Instructions to follow: Keeping each line intact, print the whole listing.

Records shown:
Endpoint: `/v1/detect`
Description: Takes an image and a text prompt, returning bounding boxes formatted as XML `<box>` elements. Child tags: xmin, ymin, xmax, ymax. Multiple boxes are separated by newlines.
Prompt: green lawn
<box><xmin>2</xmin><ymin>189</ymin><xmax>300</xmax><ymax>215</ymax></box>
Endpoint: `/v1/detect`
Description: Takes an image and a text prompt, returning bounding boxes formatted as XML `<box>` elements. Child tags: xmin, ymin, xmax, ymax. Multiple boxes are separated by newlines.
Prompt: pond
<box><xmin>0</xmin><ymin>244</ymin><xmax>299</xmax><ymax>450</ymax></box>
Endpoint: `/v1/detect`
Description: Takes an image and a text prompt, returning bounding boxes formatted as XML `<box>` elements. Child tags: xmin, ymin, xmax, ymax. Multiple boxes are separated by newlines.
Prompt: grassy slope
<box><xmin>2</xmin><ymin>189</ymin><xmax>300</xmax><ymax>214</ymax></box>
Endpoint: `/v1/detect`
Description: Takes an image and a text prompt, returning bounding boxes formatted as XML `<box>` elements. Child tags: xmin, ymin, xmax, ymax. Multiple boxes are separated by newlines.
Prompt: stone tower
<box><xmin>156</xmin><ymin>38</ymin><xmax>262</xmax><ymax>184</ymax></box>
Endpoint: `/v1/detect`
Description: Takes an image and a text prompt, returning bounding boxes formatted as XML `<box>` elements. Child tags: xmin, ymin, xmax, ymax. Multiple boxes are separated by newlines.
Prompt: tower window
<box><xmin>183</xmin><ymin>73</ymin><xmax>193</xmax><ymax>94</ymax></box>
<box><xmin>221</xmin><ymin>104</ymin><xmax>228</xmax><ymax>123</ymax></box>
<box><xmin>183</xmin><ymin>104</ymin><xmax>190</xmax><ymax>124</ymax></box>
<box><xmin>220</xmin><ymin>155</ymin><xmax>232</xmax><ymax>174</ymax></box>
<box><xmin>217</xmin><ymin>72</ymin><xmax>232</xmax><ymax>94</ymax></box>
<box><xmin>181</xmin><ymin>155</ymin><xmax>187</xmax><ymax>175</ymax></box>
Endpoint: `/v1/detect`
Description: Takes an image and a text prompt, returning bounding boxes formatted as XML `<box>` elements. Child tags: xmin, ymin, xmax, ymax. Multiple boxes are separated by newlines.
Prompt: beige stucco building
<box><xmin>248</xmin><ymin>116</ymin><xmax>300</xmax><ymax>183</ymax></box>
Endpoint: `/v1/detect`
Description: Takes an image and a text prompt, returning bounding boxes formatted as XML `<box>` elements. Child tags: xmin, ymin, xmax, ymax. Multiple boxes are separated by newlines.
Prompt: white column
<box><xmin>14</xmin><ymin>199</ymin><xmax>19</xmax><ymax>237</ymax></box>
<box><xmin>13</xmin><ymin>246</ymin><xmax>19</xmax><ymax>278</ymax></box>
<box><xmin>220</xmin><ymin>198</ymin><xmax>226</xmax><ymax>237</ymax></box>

Answer to this problem:
Endpoint: `/v1/detect`
Description: Takes an image and a text prompt, returning bounding boxes formatted as XML `<box>` elements. Child tags: xmin, ymin, xmax, ymax. Multiple boxes are separated by newlines.
Prompt: green lawn
<box><xmin>2</xmin><ymin>189</ymin><xmax>300</xmax><ymax>215</ymax></box>
Endpoint: `/v1/detect`
Description: Takes an image and a text prompt, returning bounding boxes formatted as XML `<box>` elements. Child tags: xmin, ymin, xmax, ymax. Multiple boxes are separated by newlines.
Prompt: pond
<box><xmin>0</xmin><ymin>244</ymin><xmax>299</xmax><ymax>450</ymax></box>
Endpoint: `/v1/detect`
Description: Takes an image and a text prompt, returning bounding boxes formatted as XML `<box>` elements. Child tags: xmin, ymin, xmax, ymax. Multiple boxes are separated by newlines.
Prompt: grassy slope
<box><xmin>2</xmin><ymin>189</ymin><xmax>300</xmax><ymax>214</ymax></box>
Endpoint: `/v1/detect`
Description: Takes an image and a text prompt, returning bounding boxes formatted as XML `<box>` elements. Child tags: xmin, ymin, xmax, ymax. Multiple boxes are separated by newlines.
Prompt: stone tower
<box><xmin>156</xmin><ymin>38</ymin><xmax>262</xmax><ymax>184</ymax></box>
Endpoint: `/v1/detect`
Description: Takes an image and a text prompt, returning bounding boxes formatted as XML `<box>` elements. Child tags: xmin, ymin, xmax, ymax. Multiple boxes are separated by newlines.
Prompt: tower window
<box><xmin>183</xmin><ymin>73</ymin><xmax>193</xmax><ymax>94</ymax></box>
<box><xmin>221</xmin><ymin>104</ymin><xmax>228</xmax><ymax>123</ymax></box>
<box><xmin>183</xmin><ymin>104</ymin><xmax>190</xmax><ymax>124</ymax></box>
<box><xmin>220</xmin><ymin>155</ymin><xmax>232</xmax><ymax>174</ymax></box>
<box><xmin>217</xmin><ymin>72</ymin><xmax>232</xmax><ymax>94</ymax></box>
<box><xmin>181</xmin><ymin>155</ymin><xmax>187</xmax><ymax>175</ymax></box>
Endpoint: `/v1/detect`
Description: Takes an image and a text prompt, returning bounding boxes formatted as XML `<box>` elements. Child tags: xmin, ymin, xmax, ymax. Multiple boxes are separated by newlines.
Prompt: beige stucco building
<box><xmin>248</xmin><ymin>116</ymin><xmax>300</xmax><ymax>183</ymax></box>
Endpoint: `/v1/detect`
Description: Takes an image and a text prompt, returning bounding boxes formatted as XML `<box>` elements. Child tags: xmin, ymin, xmax, ymax. Multiple boxes are separated by newlines.
Prompt: white column
<box><xmin>14</xmin><ymin>199</ymin><xmax>19</xmax><ymax>237</ymax></box>
<box><xmin>13</xmin><ymin>246</ymin><xmax>19</xmax><ymax>278</ymax></box>
<box><xmin>220</xmin><ymin>198</ymin><xmax>226</xmax><ymax>237</ymax></box>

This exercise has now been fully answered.